## begin SELECTED TEXT

Why aren't polymorphic type variables inferred?

I’ve been implementing a finger tree the past few days (yes, I know there is one in batteries). It has a type like this:

type 'a node =
  | Node2 of 'a * 'a
  | Node3 of 'a * 'a * 'a

type 'a finger_tree =
  | Empty
  | Single of 'a
  | Deep of 'a list * 'a node finger_tree * 'a list

As you can see, the Deep member of finger_tree contains a reference to a finger tree of a different type, which in turn means that functions operating on these objects recursively use polymorfic recursion; i.e. the recursive call will be to a type that is different than the input type. For example:

  let rec fold_left : 'a. ('b -> 'a -> 'b) -> 'b -> 'a finger_tree -> 'b =
    fun f acc t -> match t with
      | Empty -> acc
      | Single x -> f acc x
      | Deep (pr,mid,sf) ->
        let f' = List.fold_left f
        and f'' = fold_left (Node.fold_left f) in
        f' (f'' (f' acc pr) mid) sf

I understand why the polymorphic annotation is needed here ('a. in the type signature—which is not well documented, by the way) in terms of OCaml’s normal behavior. What I don’t understand is why the types necessary for polymorphic recursion cannot be inferred. Why is that?

2 Likes

Type inference of polymorphic recursion is undecidable. (Source: Wikipedia, IIRC also the Okasaki book.) You could probably add some heuristics to the type inference engine for some common cases, but that would be complicated, I’d bet it would cause much worse type errors, and people don’t use polymorphic recursion all that often (even though it is cool and useful!). Haskell, and then OCaml, choose to just not and require type annotations when programmers actually mean polymorphic recursion.

1 Like

Seems to be documented here: OCaml - Polymorphism and its limitations

Is anything missing?

1 Like

I guess I was looking in the wrong spot: OCaml - Types. :expressionless:

That’s a good answer. Why don’t we do it like Haskell, where simply adding the type annotation allows for polymorphic type variables? Why do we need a.?

## end SELECTED TEXT

* [EXERCISES TO COMPLETE]:
a - In the forum thread on OCaml polymorphic recursion above, condense the paragraph that begins "Type inference of polymorphic recursion is undecidable" into a short bulleted list that keeps its main points.
b - According to the forum thread on OCaml polymorphic recursion above, what data structure has the original poster been implementing?
c - Pick up the forum thread on OCaml polymorphic recursion after its final sentence and write what comes next.

## begin PROVIDED MATERIAL

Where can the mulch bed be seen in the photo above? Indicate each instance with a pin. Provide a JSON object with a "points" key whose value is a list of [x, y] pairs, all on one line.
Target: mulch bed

## end PROVIDED MATERIAL

* [RESULTS BY TASK]:
a -
- Type inference of polymorphic recursion is undecidable (per Wikipedia, and possibly the Okasaki book).
- Heuristics for common cases could be added, but they would be complicated and would likely produce much worse type errors.
- Polymorphic recursion isn't used very often, even though it is cool and useful.
- Haskell, and then OCaml, chose to require type annotations when programmers mean polymorphic recursion.

b - A finger tree.

c -
Maybe this is a stupid question, since OCaml does many things differently than Haskell and tends to favor explicitness and verbosity (relatively speaking).

The direct reason is right above the section @yawaramin linked: normal type variable instantiation is shared with the recursive calls (so it’s trying to unify 'a with 'a node), while explicitly polymorphic type variables are instantiated per call.

I’m not sure why it does it this way, though; I’d guess it makes type checking significantly faster or simpler, or is connected with some type inference improvements? Maybe it makes some features OCaml has that Haskell doesn’t work better?

3 Likes

This is exactly what the annotation

let rec fold_left : 'a. ('b -> 'a -> 'b) -> 'b -> 'a finger_tree -> 'b

is doing with an explicit universal quantification of the type variable 'a.

Without such quantification, OCaml type variables are variables that scope other the whole definition (aka unification type variables) which allow to write

val f: (Format.formatter -> int -> unit as 'printer) -> 'printer

or

module M = struct type t = A | B end
let z =
  let y : 'a = M.A in
  (y, (B:'a))

It is debatable that this is the optimal default behavior, but it is at least an explicit one.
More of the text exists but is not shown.